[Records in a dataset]

-- Opening Marker --

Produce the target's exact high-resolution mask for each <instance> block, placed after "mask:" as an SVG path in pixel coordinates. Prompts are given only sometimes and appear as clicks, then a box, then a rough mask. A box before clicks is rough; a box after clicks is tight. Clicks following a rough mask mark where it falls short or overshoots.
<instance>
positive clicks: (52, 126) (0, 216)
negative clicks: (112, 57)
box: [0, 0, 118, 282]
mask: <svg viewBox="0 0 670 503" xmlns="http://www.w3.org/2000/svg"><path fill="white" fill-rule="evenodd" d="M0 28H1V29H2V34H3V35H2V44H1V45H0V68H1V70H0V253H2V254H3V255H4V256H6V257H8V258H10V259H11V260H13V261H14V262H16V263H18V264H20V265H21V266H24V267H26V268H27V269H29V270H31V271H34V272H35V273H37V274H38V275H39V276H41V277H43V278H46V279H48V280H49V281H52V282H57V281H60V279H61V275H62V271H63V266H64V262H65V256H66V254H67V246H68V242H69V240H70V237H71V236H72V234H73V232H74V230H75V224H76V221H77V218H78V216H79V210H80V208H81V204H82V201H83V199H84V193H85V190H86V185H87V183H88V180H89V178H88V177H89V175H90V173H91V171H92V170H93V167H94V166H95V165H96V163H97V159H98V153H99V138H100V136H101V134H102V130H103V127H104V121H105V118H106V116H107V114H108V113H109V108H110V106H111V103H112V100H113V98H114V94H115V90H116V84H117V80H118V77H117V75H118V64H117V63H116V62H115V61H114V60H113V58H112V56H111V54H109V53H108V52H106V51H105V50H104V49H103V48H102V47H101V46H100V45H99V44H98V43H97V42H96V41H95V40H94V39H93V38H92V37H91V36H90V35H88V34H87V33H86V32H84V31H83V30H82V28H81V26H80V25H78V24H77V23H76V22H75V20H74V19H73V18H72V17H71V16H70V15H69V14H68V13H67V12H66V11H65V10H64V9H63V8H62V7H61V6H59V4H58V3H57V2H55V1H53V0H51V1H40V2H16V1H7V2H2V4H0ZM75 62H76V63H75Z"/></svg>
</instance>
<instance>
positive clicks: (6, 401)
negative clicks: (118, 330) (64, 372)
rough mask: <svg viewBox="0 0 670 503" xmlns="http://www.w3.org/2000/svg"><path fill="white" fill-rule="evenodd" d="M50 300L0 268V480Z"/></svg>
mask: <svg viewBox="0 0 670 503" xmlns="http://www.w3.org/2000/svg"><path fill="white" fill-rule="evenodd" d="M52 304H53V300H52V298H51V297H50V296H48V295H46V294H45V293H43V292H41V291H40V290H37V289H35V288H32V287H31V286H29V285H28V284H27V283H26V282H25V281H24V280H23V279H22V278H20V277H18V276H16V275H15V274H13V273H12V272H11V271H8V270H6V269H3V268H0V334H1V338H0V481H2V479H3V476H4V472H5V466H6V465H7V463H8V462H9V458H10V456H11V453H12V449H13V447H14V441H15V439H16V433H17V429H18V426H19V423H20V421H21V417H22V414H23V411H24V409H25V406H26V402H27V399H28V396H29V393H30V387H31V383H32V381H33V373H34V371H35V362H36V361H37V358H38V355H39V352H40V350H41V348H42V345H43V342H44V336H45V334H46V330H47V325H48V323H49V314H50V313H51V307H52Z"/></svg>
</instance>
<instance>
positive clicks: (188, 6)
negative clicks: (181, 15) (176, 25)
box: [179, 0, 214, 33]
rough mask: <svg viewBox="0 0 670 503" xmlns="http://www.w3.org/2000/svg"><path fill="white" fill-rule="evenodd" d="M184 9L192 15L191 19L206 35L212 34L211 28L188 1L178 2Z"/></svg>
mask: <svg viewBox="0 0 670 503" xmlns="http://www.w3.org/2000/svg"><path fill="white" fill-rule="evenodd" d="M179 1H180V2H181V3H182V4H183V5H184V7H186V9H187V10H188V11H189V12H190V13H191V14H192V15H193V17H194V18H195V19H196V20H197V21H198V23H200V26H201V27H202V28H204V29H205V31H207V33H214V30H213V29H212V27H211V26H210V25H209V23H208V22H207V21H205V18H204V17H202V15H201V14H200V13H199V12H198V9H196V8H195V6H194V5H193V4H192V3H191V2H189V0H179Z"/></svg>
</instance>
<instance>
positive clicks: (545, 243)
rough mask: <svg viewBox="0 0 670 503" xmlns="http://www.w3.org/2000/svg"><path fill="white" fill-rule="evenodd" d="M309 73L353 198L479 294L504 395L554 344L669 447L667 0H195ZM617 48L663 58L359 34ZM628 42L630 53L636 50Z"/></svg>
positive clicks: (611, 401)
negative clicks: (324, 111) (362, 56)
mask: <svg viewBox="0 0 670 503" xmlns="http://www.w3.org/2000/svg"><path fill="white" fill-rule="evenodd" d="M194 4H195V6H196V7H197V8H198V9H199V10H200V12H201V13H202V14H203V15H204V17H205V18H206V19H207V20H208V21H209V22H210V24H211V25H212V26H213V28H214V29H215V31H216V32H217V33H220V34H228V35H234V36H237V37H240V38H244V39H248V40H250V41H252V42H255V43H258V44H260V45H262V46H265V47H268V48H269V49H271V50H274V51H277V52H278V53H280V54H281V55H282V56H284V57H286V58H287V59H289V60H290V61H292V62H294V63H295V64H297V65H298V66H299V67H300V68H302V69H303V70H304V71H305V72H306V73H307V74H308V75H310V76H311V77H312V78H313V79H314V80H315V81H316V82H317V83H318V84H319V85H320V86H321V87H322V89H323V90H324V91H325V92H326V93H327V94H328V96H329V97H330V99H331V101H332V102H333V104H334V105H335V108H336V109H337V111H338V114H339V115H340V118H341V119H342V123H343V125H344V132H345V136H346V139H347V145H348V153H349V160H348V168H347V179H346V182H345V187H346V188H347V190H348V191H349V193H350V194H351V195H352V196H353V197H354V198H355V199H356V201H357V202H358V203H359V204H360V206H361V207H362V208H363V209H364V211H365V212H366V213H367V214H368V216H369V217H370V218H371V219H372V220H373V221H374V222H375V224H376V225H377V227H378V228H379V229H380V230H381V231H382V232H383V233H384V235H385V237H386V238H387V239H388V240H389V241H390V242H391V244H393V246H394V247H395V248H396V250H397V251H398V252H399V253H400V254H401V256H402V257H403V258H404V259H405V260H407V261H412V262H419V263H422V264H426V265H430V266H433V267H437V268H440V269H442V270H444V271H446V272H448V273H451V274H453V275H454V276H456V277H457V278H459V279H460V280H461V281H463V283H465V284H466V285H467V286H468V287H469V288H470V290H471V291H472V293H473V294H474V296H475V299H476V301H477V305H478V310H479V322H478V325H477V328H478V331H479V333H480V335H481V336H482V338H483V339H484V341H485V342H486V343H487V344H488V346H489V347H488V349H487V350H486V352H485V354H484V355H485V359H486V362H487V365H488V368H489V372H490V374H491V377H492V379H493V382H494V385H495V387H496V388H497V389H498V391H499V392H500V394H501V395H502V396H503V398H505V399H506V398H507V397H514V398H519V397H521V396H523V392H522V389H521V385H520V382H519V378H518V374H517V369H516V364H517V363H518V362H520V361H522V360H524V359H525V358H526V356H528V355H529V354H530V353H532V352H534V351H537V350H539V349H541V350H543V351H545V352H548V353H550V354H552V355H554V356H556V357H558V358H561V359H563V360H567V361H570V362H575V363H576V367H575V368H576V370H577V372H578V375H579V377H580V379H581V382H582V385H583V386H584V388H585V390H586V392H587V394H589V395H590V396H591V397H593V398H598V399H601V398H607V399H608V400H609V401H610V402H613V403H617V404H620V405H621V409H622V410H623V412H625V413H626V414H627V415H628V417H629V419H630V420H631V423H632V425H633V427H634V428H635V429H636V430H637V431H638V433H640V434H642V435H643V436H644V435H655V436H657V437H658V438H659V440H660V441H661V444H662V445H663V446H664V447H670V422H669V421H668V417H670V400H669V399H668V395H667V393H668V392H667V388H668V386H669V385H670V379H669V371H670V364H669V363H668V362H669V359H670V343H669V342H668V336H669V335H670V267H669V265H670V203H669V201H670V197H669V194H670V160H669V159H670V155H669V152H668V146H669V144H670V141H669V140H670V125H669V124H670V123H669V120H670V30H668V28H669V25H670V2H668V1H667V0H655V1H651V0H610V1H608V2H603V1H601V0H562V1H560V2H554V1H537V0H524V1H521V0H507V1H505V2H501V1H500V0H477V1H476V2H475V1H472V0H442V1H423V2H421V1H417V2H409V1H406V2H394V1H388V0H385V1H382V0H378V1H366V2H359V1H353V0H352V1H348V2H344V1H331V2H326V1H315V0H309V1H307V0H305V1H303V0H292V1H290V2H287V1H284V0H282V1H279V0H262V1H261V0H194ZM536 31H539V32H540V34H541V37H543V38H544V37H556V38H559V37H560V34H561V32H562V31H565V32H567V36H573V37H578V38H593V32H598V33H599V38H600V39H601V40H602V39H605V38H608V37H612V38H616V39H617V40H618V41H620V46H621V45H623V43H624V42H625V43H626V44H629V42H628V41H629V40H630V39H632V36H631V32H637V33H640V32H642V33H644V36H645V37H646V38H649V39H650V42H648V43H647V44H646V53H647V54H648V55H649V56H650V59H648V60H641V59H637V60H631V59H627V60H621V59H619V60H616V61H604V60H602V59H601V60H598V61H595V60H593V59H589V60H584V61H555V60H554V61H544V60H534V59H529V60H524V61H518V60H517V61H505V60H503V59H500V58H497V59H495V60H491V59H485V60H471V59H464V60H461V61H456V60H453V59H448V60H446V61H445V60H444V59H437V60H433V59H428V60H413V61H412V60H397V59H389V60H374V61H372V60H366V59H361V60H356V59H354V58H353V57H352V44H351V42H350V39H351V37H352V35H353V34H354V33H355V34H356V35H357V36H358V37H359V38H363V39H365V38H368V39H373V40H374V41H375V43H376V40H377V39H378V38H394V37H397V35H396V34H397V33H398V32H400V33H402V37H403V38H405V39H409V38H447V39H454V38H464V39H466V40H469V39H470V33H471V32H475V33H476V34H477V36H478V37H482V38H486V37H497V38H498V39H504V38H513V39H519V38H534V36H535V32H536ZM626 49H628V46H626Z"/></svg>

-- Closing Marker --

__What you should do__. Edit the data from its first line through the line containing "box: [0, 0, 118, 282]", inclusive, so that "negative clicks" becomes "exclusion clicks" and nothing else changes.

__Answer to this task__.
Produce the target's exact high-resolution mask for each <instance> block, placed after "mask:" as an SVG path in pixel coordinates. Prompts are given only sometimes and appear as clicks, then a box, then a rough mask. A box before clicks is rough; a box after clicks is tight. Clicks following a rough mask mark where it falls short or overshoots.
<instance>
positive clicks: (52, 126) (0, 216)
exclusion clicks: (112, 57)
box: [0, 0, 118, 282]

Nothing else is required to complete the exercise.